Task to carry out: Exactly reproduce the lines from the top of the entries below through the line containing "Target: metal handrail", with both ends included.

━━━ Dataset entries

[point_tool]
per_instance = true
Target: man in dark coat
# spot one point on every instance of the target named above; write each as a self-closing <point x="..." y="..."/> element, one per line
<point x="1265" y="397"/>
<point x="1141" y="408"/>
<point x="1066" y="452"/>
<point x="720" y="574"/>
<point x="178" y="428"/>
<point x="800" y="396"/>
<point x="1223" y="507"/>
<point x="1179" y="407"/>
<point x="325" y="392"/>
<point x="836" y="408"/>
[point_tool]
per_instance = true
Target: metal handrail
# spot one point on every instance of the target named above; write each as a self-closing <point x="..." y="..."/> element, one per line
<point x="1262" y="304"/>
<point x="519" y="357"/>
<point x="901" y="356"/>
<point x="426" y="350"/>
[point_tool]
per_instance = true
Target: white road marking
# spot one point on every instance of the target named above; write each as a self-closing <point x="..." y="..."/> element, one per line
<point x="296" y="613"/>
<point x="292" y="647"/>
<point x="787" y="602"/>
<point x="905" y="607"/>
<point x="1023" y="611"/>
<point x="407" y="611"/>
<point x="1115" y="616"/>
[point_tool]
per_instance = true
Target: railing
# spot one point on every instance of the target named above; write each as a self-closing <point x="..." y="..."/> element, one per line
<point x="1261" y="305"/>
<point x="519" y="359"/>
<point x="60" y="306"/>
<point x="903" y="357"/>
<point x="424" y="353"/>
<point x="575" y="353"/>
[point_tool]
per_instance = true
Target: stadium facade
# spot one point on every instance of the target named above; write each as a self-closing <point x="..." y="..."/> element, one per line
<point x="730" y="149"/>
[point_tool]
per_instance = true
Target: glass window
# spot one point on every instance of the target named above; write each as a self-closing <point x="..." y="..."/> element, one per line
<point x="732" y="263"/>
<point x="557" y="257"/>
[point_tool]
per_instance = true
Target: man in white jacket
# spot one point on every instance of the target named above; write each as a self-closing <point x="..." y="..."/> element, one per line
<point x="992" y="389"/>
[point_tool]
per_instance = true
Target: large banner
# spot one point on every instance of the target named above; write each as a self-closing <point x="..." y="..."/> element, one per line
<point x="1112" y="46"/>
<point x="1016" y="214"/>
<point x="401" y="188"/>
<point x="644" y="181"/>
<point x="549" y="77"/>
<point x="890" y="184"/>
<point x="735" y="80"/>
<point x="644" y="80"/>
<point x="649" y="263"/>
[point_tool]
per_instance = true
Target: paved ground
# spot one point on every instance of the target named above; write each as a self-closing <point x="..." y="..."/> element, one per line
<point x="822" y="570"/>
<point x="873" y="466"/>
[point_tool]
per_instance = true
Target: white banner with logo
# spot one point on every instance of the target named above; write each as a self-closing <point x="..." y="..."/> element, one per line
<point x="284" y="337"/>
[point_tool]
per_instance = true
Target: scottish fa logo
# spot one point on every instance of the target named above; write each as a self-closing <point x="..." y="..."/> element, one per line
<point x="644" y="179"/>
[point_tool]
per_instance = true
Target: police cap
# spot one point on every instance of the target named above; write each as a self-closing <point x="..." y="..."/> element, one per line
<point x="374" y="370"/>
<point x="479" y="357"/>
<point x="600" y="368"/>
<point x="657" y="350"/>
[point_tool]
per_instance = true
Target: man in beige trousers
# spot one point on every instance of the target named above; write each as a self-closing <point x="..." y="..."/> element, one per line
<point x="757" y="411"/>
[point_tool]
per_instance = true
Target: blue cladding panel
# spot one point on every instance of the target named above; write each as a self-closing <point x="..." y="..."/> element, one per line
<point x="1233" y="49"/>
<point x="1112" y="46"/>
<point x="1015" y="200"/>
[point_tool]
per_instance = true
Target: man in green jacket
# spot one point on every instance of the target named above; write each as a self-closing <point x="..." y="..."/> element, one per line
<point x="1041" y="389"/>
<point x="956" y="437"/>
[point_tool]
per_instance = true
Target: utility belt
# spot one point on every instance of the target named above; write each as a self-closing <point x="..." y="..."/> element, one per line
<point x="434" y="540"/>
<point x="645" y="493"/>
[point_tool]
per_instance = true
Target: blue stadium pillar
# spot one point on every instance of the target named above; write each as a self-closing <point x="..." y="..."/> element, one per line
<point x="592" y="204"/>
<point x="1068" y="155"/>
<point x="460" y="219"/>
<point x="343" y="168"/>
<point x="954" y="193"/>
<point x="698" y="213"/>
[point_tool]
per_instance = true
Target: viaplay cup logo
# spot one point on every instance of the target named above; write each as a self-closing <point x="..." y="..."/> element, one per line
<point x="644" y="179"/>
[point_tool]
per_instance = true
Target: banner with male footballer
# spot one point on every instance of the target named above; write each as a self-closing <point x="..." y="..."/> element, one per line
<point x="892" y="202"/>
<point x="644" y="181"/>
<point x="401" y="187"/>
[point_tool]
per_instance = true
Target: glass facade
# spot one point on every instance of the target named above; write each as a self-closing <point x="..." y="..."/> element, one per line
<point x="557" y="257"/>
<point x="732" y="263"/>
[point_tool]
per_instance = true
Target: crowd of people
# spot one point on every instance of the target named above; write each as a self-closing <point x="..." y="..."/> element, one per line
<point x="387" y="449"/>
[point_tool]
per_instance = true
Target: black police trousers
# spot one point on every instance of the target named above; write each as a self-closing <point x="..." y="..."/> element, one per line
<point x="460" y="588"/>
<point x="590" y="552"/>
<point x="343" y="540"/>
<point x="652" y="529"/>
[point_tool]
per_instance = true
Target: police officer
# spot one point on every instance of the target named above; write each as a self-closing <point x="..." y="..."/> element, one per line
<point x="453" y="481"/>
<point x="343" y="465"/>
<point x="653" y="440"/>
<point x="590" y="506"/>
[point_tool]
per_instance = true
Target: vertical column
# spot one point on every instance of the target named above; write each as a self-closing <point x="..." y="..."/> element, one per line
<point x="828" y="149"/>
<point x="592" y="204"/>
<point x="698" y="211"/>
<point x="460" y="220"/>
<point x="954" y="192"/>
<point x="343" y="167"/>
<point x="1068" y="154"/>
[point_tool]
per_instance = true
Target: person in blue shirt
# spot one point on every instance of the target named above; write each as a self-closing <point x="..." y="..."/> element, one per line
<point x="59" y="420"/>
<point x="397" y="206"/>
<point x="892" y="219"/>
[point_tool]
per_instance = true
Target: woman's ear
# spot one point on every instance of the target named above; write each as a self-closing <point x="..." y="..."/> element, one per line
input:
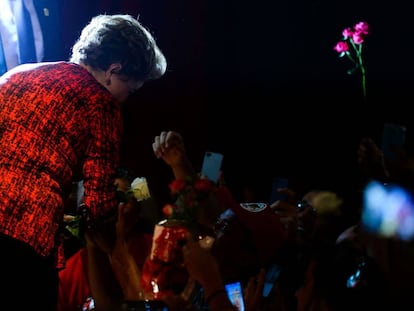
<point x="112" y="69"/>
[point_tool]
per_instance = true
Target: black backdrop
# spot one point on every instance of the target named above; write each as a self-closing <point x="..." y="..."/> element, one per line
<point x="260" y="82"/>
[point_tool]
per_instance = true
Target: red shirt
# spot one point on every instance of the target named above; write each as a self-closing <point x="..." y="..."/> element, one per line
<point x="74" y="287"/>
<point x="56" y="122"/>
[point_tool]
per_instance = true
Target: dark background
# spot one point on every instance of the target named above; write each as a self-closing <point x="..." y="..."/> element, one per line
<point x="259" y="81"/>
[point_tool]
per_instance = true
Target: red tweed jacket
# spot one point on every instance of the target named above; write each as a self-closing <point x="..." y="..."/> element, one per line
<point x="56" y="122"/>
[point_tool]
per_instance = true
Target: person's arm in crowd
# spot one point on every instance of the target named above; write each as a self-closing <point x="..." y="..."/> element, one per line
<point x="123" y="263"/>
<point x="114" y="275"/>
<point x="169" y="146"/>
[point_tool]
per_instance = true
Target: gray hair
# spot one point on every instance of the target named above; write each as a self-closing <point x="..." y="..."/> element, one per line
<point x="109" y="39"/>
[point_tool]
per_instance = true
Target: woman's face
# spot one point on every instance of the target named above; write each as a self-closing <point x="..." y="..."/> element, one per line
<point x="121" y="87"/>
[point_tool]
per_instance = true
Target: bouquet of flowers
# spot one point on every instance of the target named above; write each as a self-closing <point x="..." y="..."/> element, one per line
<point x="138" y="190"/>
<point x="164" y="271"/>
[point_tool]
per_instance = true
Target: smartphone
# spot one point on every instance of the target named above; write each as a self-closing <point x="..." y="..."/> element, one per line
<point x="388" y="211"/>
<point x="272" y="275"/>
<point x="393" y="135"/>
<point x="211" y="166"/>
<point x="235" y="294"/>
<point x="144" y="305"/>
<point x="278" y="182"/>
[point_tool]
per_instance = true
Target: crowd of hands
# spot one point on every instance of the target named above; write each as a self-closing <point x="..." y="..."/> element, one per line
<point x="115" y="277"/>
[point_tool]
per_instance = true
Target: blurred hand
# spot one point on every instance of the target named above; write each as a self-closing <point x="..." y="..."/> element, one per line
<point x="201" y="264"/>
<point x="254" y="290"/>
<point x="169" y="146"/>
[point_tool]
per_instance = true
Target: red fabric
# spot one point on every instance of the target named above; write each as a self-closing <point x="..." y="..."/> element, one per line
<point x="267" y="230"/>
<point x="73" y="283"/>
<point x="73" y="279"/>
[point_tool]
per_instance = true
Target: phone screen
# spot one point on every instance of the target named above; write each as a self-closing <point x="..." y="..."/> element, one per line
<point x="388" y="210"/>
<point x="212" y="165"/>
<point x="235" y="294"/>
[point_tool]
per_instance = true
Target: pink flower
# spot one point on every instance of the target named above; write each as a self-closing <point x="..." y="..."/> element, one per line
<point x="354" y="38"/>
<point x="358" y="38"/>
<point x="347" y="33"/>
<point x="362" y="27"/>
<point x="341" y="47"/>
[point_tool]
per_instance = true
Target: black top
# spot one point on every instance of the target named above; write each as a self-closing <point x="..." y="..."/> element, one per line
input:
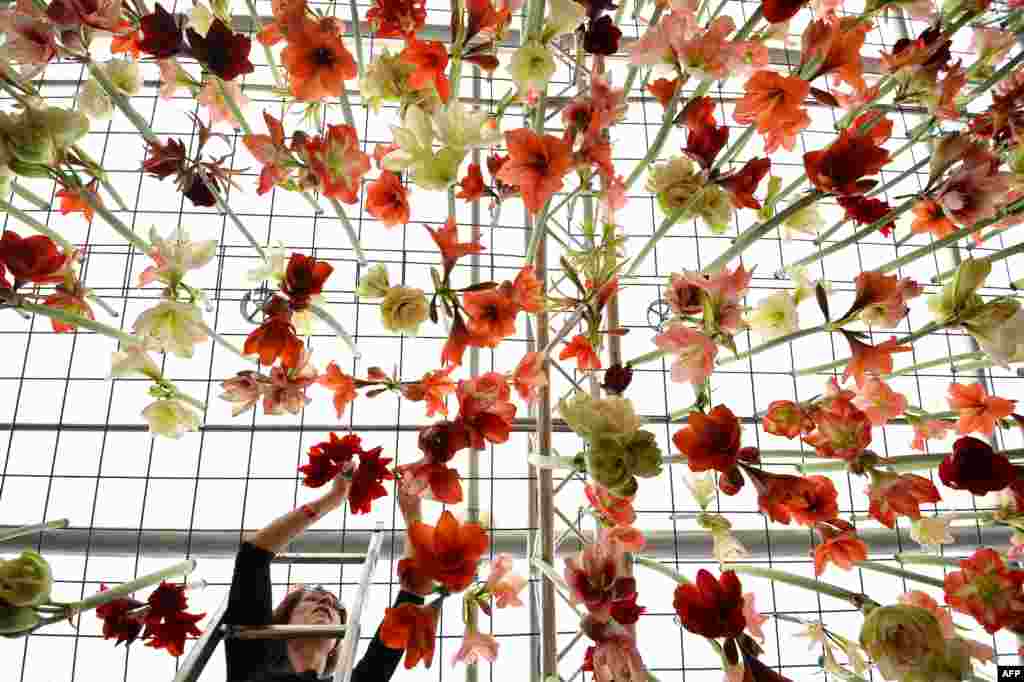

━━━━━━

Written reply:
[point_tool]
per_instance = true
Target: man in dark coat
# spot one point on every instance of the target named above; write each as a self-closing <point x="..." y="..."/> element, one per line
<point x="1265" y="397"/>
<point x="1141" y="408"/>
<point x="1066" y="452"/>
<point x="720" y="574"/>
<point x="178" y="428"/>
<point x="800" y="396"/>
<point x="1223" y="507"/>
<point x="1179" y="407"/>
<point x="325" y="392"/>
<point x="836" y="408"/>
[point_tool]
per_instance = true
Target: metal handrail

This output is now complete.